- **Problem set**
- a) In the quarterly results passage, what caused SG&A expenses to fall for the quarter ended September 28, 2002?
- b) Resume the quarterly results passage after its final sentence and carry it forward in the same style.

Readers are cautioned not to place undue reliance on the forward-looking statements contained herein, which speak only as of the date hereof. The information contained in this Form 10-Q is believed by the Company to be accurate as of the date hereof. Changes may occur after that date, and the Company will not update that information except as required by law in the normal course of its public disclosure practices.

 

11


Historical Results of Operations

 

Revenue for the quarter ended September 28, 2002 decreased $17.9 million or 18.7% to $77.9 million from $95.8 million for the quarter ended September 29, 2001. The decrease in revenue for the quarter ended September 28, 2002 compared to the same period last year is the result of the consolidation of unprofitable locations and the divesture of a non-core air courier business operation of $16.4 million, and lower volume experienced in the first quarter as a result of the soft economy.

 

Revenue by service offering for the three months ended September 28, 2002 was as follows:

 

Scheduled logistics

   53.2%

Distribution logistics

   23.4%

Expedited logistics

   23.4%

 

Cost of services for the quarter ended September 28, 2002 was $60.0 million, a reduction of $16.0 million or 21.1% from $76.0 million for the quarter ended September 29, 2001. Cost of services improved 2.3 percentage points as our costs as a percentage of revenue decreased from 79.3% to 77.0% for the quarter ended September 28, 2002. Approximately $14.5 million of the savings in cost of services correlates to the reduced revenue described above, including $3.5 million as a result of the divestiture of a non-core air courier business operation. Approximately $1.5 million relates to efficiencies gained as the Company moved to a variable cost model using independent contractors and employee-owner operators in greater proportion to employee drivers. This variable cost strategy has resulted in improved insurance expense and improvement in overall driver and vehicle-related costs. The Company’s objective going forward is to produce gross margins in the 24% to 25% range. To achieve this objective, the Company is working on the following initiatives: (i) acceleration of the transition of the remaining 25% employee drivers to either independent contractors or employee owner-operators, allowing the Company to maximize efficiency in its direct cost structure, and (ii) implementation of rate structures with the independent contractor drivers that are more consistent with the pricing in today’s environment.

 

Selling, general and administrative (“SG&A”) expenses for the quarter ended September 28, 2002 were $13.7 million or 17.6% of revenue, a reduction of $3.3 million or 19.4% as compared with $17.0 million or 17.7% of revenue for the quarter ended September 29, 2001. The decrease in SG&A for the quarter resulted from integrating, through technology, all back office processes into one common platform resulting in savings of approximately $2.8 million and the sale of a non-core air courier business operation of $0.5 million. This focus has enabled the Company to realize a year-over-year improvement of 0.1 percentage points. Compared to the fourth quarter of fiscal 2002, SG&A as a percentage of revenue improved by 0.8 percentage points.

- **Listed entries**
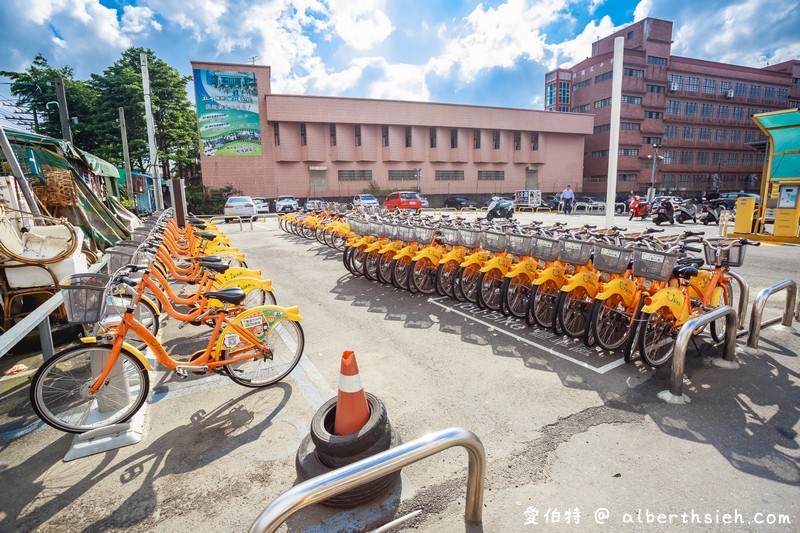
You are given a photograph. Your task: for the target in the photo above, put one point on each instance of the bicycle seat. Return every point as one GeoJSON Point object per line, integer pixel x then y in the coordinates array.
{"type": "Point", "coordinates": [694, 261]}
{"type": "Point", "coordinates": [685, 271]}
{"type": "Point", "coordinates": [231, 295]}
{"type": "Point", "coordinates": [216, 266]}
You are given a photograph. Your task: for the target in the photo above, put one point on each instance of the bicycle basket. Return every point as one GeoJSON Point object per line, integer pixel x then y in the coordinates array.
{"type": "Point", "coordinates": [423, 234]}
{"type": "Point", "coordinates": [449, 235]}
{"type": "Point", "coordinates": [518, 244]}
{"type": "Point", "coordinates": [545, 248]}
{"type": "Point", "coordinates": [652, 264]}
{"type": "Point", "coordinates": [84, 297]}
{"type": "Point", "coordinates": [724, 258]}
{"type": "Point", "coordinates": [612, 259]}
{"type": "Point", "coordinates": [470, 238]}
{"type": "Point", "coordinates": [575, 252]}
{"type": "Point", "coordinates": [493, 241]}
{"type": "Point", "coordinates": [405, 233]}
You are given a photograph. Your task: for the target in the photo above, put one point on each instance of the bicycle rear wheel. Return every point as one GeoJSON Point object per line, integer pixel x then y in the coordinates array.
{"type": "Point", "coordinates": [285, 341]}
{"type": "Point", "coordinates": [60, 389]}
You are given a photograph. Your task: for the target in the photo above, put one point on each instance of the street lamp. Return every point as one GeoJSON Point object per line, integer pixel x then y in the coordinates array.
{"type": "Point", "coordinates": [654, 157]}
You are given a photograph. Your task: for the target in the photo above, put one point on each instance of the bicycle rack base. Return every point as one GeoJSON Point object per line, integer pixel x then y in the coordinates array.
{"type": "Point", "coordinates": [108, 438]}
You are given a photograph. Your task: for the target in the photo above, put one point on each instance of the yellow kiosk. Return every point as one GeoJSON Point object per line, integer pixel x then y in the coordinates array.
{"type": "Point", "coordinates": [780, 183]}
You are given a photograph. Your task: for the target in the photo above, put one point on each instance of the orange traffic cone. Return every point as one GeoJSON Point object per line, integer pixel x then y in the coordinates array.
{"type": "Point", "coordinates": [352, 409]}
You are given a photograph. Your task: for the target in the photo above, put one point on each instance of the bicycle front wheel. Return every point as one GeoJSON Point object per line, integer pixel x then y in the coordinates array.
{"type": "Point", "coordinates": [60, 389]}
{"type": "Point", "coordinates": [285, 341]}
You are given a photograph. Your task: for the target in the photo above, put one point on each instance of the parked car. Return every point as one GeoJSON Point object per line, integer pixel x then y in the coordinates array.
{"type": "Point", "coordinates": [262, 204]}
{"type": "Point", "coordinates": [286, 204]}
{"type": "Point", "coordinates": [239, 206]}
{"type": "Point", "coordinates": [365, 200]}
{"type": "Point", "coordinates": [459, 202]}
{"type": "Point", "coordinates": [402, 200]}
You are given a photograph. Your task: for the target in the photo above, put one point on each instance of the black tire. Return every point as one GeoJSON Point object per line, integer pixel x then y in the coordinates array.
{"type": "Point", "coordinates": [542, 304]}
{"type": "Point", "coordinates": [354, 443]}
{"type": "Point", "coordinates": [490, 285]}
{"type": "Point", "coordinates": [308, 465]}
{"type": "Point", "coordinates": [656, 339]}
{"type": "Point", "coordinates": [286, 342]}
{"type": "Point", "coordinates": [58, 392]}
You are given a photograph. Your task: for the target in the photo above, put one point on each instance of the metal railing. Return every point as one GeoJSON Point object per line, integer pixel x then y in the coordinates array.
{"type": "Point", "coordinates": [40, 317]}
{"type": "Point", "coordinates": [760, 302]}
{"type": "Point", "coordinates": [675, 392]}
{"type": "Point", "coordinates": [351, 476]}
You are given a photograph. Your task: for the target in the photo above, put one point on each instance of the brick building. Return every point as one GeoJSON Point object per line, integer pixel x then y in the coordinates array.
{"type": "Point", "coordinates": [697, 112]}
{"type": "Point", "coordinates": [338, 147]}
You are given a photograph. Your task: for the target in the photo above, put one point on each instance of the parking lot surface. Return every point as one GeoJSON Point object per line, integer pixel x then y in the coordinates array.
{"type": "Point", "coordinates": [576, 439]}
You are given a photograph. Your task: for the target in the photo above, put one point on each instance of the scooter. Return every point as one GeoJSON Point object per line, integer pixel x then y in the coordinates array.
{"type": "Point", "coordinates": [639, 207]}
{"type": "Point", "coordinates": [664, 212]}
{"type": "Point", "coordinates": [500, 208]}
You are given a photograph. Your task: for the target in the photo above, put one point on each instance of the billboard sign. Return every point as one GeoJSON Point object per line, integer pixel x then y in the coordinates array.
{"type": "Point", "coordinates": [227, 112]}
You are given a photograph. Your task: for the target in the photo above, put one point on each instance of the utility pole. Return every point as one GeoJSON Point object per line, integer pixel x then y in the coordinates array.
{"type": "Point", "coordinates": [63, 112]}
{"type": "Point", "coordinates": [126, 156]}
{"type": "Point", "coordinates": [151, 133]}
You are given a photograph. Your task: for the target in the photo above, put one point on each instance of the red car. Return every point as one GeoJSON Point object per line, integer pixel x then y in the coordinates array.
{"type": "Point", "coordinates": [402, 200]}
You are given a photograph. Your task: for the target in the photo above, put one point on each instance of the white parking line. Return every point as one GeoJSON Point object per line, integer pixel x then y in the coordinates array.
{"type": "Point", "coordinates": [602, 370]}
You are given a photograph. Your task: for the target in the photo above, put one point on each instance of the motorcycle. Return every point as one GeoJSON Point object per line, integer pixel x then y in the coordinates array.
{"type": "Point", "coordinates": [639, 207]}
{"type": "Point", "coordinates": [500, 208]}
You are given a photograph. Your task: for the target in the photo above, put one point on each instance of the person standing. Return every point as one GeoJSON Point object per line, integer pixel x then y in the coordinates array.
{"type": "Point", "coordinates": [567, 197]}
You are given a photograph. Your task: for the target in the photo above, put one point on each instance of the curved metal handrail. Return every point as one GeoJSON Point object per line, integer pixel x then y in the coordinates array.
{"type": "Point", "coordinates": [351, 476]}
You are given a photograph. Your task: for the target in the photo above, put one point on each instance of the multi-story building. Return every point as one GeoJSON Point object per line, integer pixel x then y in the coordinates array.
{"type": "Point", "coordinates": [697, 113]}
{"type": "Point", "coordinates": [272, 144]}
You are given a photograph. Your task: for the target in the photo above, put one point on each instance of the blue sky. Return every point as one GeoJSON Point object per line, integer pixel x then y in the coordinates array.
{"type": "Point", "coordinates": [489, 53]}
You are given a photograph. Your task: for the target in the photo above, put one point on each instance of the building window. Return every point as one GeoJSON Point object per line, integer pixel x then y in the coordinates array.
{"type": "Point", "coordinates": [403, 175]}
{"type": "Point", "coordinates": [449, 175]}
{"type": "Point", "coordinates": [355, 175]}
{"type": "Point", "coordinates": [491, 175]}
{"type": "Point", "coordinates": [604, 77]}
{"type": "Point", "coordinates": [673, 107]}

- **Answers below**
- a) SG&A fell because the Company used technology to integrate all back office processes onto one common platform, which saved about $2.8 million. The sale of a non-core air courier business operation accounted for another $0.5 million.

- b)
 

Occupancy charges for the quarter ended September 28, 2002 were $3.2 million, a reduction of $0.3 million or 8.6% from $3.5 million for the quarter ended September 29, 2001. The improvement for the quarter is due to divestitures of a non-core air courier business operation and the consolidation of operating locations.

 

Interest expense for the quarter ended September 28, 2002 decreased $4.9 million to $0.8 million from $5.7 million for the quarter ended September 29, 2001. Included in interest expense for the prior-year period are certain non-cash charges related to the conversion of the Series D Bridge Notes and interest thereon amounting to approximately $4.7 million. Interest expense related to the Company’s borrowings decreased over the same period in the prior year as a result of lower interest rates.

 

As compensation for structuring and finalizing the agreement between the Company and CEX which occurred in July 2001, the Company issued common stock warrants in the first quarter of fiscal 2002. The fair value of the warrants was approximately $1.0 million and was included in other expense in the statement of operations in fiscal 2002.

 

As a result of the foregoing factors, the net income for the quarter ended September 28, 2002 was $0.2 million, compared with a net loss of $7.4 million for the same period in fiscal 2002, an improvement of $7.6 million.

 

12


Net income applicable to common shareholders was $0.2 million for quarter ended September 28, 2002 as compared with a net loss applicable to common shareholders of $11.4 million for the same period in fiscal 2002. The difference between net loss applicable to common shareholders and net loss in the prior year was comprised of non-cash charges associated with the Company’s redeemable preferred stock. With the elimination of the redemption features in December 2001, the preferred stock is now classified as permanent equity, and the Company is no longer required to take charges of this nature.

 

Use of EBITDA

 

The Company evaluates operating performance based on various measures including operating income, net income and EBITDA. EBITDA represents net income (loss) plus interest, income taxes, non-cash depreciation and amortization. The Company considers EBITDA an important indicator of the operational strength and performance of its business because it believes this indicator gives investors and shareholders a benchmark to compare the Company’s results to both other industry competition as well as the Company’s historical results; however, EBITDA is a supplemental measure of performance and is not intended to represent a measure of performance in accordance with disclosures required by generally accepted accounting principles (“GAAP”). Furthermore, EBITDA presented herein may not be comparable to similarly titled measures reported by other companies. Management believes that there is no limitation on its discretionary use of funds depicted by EBITDA.

 

In the first quarter of fiscal 2003, the Company reported income from operations of $1.0 million as compared to a loss from operations of $0.7 million in the first quarter of fiscal 2002, an improvement of $1.7 million. Furthermore, the Company reported EBITDA of $2.1 million as compared to negative $0.5 million in the first quarter of fiscal 2002, an improvement of $2.6 million. These improvements will be discussed in the following sections.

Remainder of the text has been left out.